**Material for this exercise**.

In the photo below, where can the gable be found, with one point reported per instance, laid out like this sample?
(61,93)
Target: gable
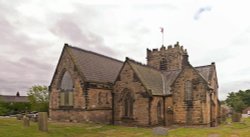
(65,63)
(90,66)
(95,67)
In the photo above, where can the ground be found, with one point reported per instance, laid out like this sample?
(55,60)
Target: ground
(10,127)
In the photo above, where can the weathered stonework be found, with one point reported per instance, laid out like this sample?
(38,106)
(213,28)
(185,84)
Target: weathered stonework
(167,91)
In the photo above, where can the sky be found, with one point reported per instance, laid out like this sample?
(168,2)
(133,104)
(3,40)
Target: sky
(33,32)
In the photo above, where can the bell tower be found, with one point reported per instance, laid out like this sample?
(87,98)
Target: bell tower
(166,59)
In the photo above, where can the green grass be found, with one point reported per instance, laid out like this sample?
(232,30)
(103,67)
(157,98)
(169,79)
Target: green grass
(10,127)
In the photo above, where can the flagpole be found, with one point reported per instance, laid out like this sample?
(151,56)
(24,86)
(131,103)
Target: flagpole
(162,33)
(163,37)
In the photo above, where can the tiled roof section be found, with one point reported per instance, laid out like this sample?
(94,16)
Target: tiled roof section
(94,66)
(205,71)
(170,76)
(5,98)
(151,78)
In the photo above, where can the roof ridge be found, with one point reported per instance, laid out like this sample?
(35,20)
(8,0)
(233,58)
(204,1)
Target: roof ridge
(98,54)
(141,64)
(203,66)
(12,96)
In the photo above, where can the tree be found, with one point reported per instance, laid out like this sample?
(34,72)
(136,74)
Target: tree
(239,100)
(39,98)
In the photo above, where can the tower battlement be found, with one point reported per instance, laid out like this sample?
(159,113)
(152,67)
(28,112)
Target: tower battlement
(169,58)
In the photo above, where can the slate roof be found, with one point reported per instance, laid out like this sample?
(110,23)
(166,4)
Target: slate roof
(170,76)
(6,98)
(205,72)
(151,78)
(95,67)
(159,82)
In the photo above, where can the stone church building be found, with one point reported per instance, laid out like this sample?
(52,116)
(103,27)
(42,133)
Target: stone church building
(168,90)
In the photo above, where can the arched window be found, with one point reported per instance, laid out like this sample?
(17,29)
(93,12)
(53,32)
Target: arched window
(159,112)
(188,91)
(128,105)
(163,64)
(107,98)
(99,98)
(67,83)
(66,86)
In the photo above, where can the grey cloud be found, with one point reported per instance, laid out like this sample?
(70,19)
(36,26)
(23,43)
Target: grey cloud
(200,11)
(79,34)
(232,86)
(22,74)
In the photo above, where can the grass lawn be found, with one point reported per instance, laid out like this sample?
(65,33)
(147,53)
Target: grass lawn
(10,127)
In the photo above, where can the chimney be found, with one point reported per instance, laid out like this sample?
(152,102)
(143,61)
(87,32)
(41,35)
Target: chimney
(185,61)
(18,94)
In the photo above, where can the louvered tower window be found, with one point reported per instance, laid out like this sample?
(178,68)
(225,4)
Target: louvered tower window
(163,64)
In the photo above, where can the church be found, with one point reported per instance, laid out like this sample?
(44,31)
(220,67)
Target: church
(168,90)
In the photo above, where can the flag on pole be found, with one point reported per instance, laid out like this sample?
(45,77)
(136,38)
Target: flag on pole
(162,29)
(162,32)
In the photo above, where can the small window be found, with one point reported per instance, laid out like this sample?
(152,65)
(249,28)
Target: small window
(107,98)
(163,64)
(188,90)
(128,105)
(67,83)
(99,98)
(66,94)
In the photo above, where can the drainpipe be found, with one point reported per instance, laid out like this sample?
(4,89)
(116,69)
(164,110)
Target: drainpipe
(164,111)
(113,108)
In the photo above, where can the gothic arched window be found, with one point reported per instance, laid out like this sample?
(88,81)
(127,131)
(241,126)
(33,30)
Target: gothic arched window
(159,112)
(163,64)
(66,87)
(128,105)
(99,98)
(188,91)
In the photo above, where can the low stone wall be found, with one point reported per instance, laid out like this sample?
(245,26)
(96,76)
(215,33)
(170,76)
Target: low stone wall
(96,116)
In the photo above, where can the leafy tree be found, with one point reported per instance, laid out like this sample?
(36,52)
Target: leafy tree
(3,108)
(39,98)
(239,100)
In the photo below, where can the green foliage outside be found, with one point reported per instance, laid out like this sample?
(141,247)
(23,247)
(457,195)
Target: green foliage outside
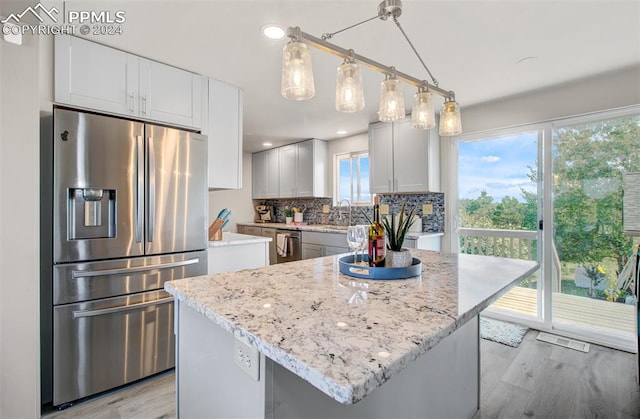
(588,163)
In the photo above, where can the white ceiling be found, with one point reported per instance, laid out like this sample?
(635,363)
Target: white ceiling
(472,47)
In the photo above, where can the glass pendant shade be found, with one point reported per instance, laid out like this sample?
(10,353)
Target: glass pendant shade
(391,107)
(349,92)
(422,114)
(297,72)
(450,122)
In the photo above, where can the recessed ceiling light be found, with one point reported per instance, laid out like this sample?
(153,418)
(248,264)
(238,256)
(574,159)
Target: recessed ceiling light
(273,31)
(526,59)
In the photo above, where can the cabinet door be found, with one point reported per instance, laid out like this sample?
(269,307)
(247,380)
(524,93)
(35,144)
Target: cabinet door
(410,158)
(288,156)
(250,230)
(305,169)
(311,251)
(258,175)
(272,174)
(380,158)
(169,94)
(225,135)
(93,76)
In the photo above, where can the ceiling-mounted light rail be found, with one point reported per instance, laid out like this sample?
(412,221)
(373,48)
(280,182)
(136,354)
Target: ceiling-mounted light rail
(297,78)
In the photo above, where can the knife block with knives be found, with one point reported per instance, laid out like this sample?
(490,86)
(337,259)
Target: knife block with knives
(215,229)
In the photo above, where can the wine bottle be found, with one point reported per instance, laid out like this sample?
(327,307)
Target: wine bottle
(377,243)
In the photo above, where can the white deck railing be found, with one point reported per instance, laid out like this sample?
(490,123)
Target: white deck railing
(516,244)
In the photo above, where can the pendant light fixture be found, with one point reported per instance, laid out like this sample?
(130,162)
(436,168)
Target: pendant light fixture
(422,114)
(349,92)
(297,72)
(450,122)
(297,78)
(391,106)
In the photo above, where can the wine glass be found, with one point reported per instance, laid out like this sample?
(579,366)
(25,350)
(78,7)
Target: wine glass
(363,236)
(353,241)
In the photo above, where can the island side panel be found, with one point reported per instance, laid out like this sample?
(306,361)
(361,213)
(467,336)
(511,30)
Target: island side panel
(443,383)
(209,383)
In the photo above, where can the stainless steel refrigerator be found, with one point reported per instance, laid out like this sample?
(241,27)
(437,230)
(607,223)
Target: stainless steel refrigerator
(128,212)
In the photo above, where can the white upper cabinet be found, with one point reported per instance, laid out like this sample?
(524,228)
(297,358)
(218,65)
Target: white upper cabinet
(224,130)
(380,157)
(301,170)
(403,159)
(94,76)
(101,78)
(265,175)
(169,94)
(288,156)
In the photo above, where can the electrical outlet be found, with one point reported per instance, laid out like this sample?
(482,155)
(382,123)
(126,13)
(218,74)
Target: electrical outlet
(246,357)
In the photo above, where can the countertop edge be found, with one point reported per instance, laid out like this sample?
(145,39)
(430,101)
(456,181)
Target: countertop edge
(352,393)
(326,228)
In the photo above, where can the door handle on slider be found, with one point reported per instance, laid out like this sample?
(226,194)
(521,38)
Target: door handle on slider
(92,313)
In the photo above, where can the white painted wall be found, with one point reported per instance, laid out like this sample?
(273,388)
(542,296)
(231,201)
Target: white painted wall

**Task goal**.
With the pictures removed, return the data above word for word.

**Output for this task**.
In the photo below, where can the gable be found, with one point reported per instance, laid out like this sample?
(61,93)
Target: gable
(65,63)
(90,66)
(95,67)
In the photo above, where can the ground be found, with one point reported per instance, laid out like this sample?
(55,60)
Target: ground
(10,127)
In the photo above, where can the weathered stonework be found, with one point reported per instance, laid out like this sample?
(38,106)
(213,28)
(185,84)
Target: weathered stonework
(167,91)
In the photo above, where can the sky be found, with one point reported per instance, laid out like this sample?
(168,2)
(133,104)
(3,40)
Target: sky
(33,32)
In the photo above, where can the bell tower be found, with one point reported per instance, laid out like this sample?
(87,98)
Target: bell tower
(166,59)
In the photo above, where can the green grass be found, with one point reported per instance, laid out like this sample?
(232,30)
(103,67)
(157,98)
(169,79)
Target: green grass
(10,127)
In the photo above, where can the flagpole be found, with one point reported per instance, laid out like this sample?
(151,56)
(24,86)
(131,103)
Target: flagpole
(162,33)
(163,37)
In the photo above, where can the tiled roof section be found, with one point reported per instance, laid out like this sample?
(94,16)
Target: tiled roof section
(94,66)
(205,71)
(170,76)
(5,98)
(151,78)
In the photo above, where can the roof ridge be found, with one point reported per instance, laid out like this sample?
(35,20)
(8,0)
(233,58)
(204,1)
Target: roof ridge
(98,54)
(141,64)
(203,66)
(12,96)
In the photo above, where can the tree be found, with one point reported per instance, laid out like this sample?
(34,72)
(136,74)
Target: tree
(239,100)
(39,98)
In the photo above, where can the tower battlement be found, with one point reported per instance, laid out like this sample?
(159,113)
(152,67)
(28,112)
Target: tower battlement
(169,58)
In the photo above, where can the slate roof be found, with one point reported per instance, laid out like this sample?
(110,23)
(166,4)
Target: slate roof
(170,76)
(6,98)
(205,72)
(151,78)
(95,67)
(159,82)
In the photo above, where can the stone church building be found, with one point reported per instance, laid out like this sample?
(52,116)
(103,27)
(42,133)
Target: stone church building
(168,90)
In the photo above, where can the arched window be found, with one point reported per instance, laid out like this sample?
(17,29)
(93,12)
(53,32)
Target: arched window
(159,112)
(188,91)
(128,105)
(163,64)
(107,98)
(99,98)
(67,83)
(66,86)
In the photo above, where can the grey cloud be found, with one point reported per instance, laid out like this sample?
(70,19)
(36,26)
(23,43)
Target: grey cloud
(200,11)
(79,34)
(232,86)
(22,74)
In the photo above, where can the grass lawn be found, with one point reported per instance, laid out like this sample?
(65,33)
(147,53)
Target: grass lawn
(10,127)
In the photo above, where can the chimney be found, with one point reported per instance, laid out like this sample?
(152,102)
(143,61)
(87,32)
(41,35)
Target: chimney
(185,61)
(18,94)
In the photo above, where can the louvered tower window be found, with one point reported per instance, laid out like this sample?
(178,68)
(225,4)
Target: louvered tower window
(163,64)
In the photo above, where can the church be found, with one point reported per instance, laid out like this sample?
(44,31)
(220,67)
Target: church
(168,90)
In the photo above, where can the flag on pole be found, with one point reported per instance, laid out like this sample?
(45,77)
(136,38)
Target: flag on pole
(162,29)
(162,32)
In the photo above, where can the small window be found, with one point reported per instance, laid out like this sample?
(152,65)
(249,28)
Target: small window
(107,98)
(163,64)
(188,90)
(128,105)
(67,83)
(99,98)
(66,94)
In the photo above, where can the drainpipe be found, with one point reported per instance, laid out like this sample?
(4,89)
(116,69)
(164,110)
Target: drainpipe
(164,111)
(113,108)
In the photo above, where can the gothic arched window be found, with one point reported per instance, laid out like this sample?
(88,81)
(127,131)
(241,126)
(33,30)
Target: gothic arched window
(159,112)
(163,64)
(66,87)
(128,105)
(99,98)
(188,91)
In the photo above, where can the low stone wall be found, with one point reported per instance, laid out like this sample?
(245,26)
(96,76)
(215,33)
(170,76)
Target: low stone wall
(96,116)
In the photo above, where can the leafy tree be found, with one point reported per instance, laid out like this sample?
(36,52)
Target: leafy tree
(3,108)
(39,98)
(239,100)
In the photo below, where can the green foliage outside be found, with one point reported per instance, laid out like this sample?
(141,247)
(23,247)
(457,195)
Target: green foliage outside
(588,163)
In the photo above, where can the white ceiling be found, with one point reported per instance, laid out like this sample?
(635,363)
Target: white ceiling
(472,47)
In the photo above, where can the glass pendant shade be found, with one point reported per instance, laid out like this sample?
(10,353)
Target: glass pendant shade
(391,107)
(349,92)
(422,114)
(297,72)
(450,122)
In the photo above, where can the recessed ceiling light be found, with one point reported per instance, laid out like this sample?
(153,418)
(248,264)
(238,256)
(574,159)
Target: recessed ceiling light
(273,31)
(526,59)
In the photo above, where can the cabinet door be found, with one point reported per instance, laid out like this sample?
(269,307)
(247,380)
(524,93)
(35,144)
Target: cabinet door
(410,158)
(288,156)
(250,230)
(305,169)
(311,251)
(258,175)
(272,174)
(380,158)
(169,94)
(225,135)
(93,76)
In the photo above, where can the ceiling-mounted light rail be found, with one point reported per instance, laid out like this sample?
(412,221)
(373,48)
(280,182)
(136,354)
Target: ceiling-mounted light rail
(297,78)
In the photo above, where can the knife block with knives be found, with one point reported per instance, laid out like this sample?
(490,86)
(337,259)
Target: knife block with knives
(215,229)
In the photo above, where can the wine bottle be found, with one point reported per instance, laid out like this sample?
(327,307)
Target: wine bottle
(377,243)
In the photo above, where can the white deck railing be found, with one point reported per instance, laid out like this sample?
(490,123)
Target: white deck railing
(516,244)
In the photo above, where can the pendant light fixture be found, with one point reported per instance, laid out like this sample?
(130,162)
(436,168)
Target: pendant light fixture
(422,114)
(349,92)
(297,72)
(450,122)
(297,78)
(391,106)
In the photo above, where can the wine glass be found, with one point reported per instance, laid out like this sample?
(579,366)
(25,350)
(78,7)
Target: wine glass
(363,236)
(353,241)
In the photo above, where can the island side panel be found, with one point reported per instance, laid out like this sample?
(306,361)
(361,213)
(467,336)
(511,30)
Target: island side panel
(443,383)
(209,383)
In the photo above, where can the stainless steel refrigerator be found, with one point reported per instance, laid out like this sample?
(241,27)
(437,230)
(607,223)
Target: stainless steel refrigerator
(128,212)
In the photo above, where can the white upper cabinet be found, with one point reported per instance, laid out like this sample?
(524,228)
(297,358)
(218,65)
Target: white upper cabinet
(224,130)
(380,157)
(301,170)
(403,159)
(94,76)
(101,78)
(265,175)
(169,94)
(288,156)
In the photo above, where can the electrical outlet be found, with one point reported per instance, laid out like this sample?
(482,155)
(382,123)
(126,13)
(218,74)
Target: electrical outlet
(246,357)
In the photo above, where can the countertop edge be found, with one point reported per instance, laid out like this sample?
(145,39)
(430,101)
(456,181)
Target: countertop edge
(352,393)
(326,228)
In the photo above, where can the door handle on slider be found, with one point reported per instance, laid out like this sample?
(226,194)
(521,38)
Target: door handle on slider
(92,313)
In the photo above, where can the white painted wall be found, with one point reported per instance, laid out like this sample?
(273,388)
(542,296)
(231,201)
Target: white painted wall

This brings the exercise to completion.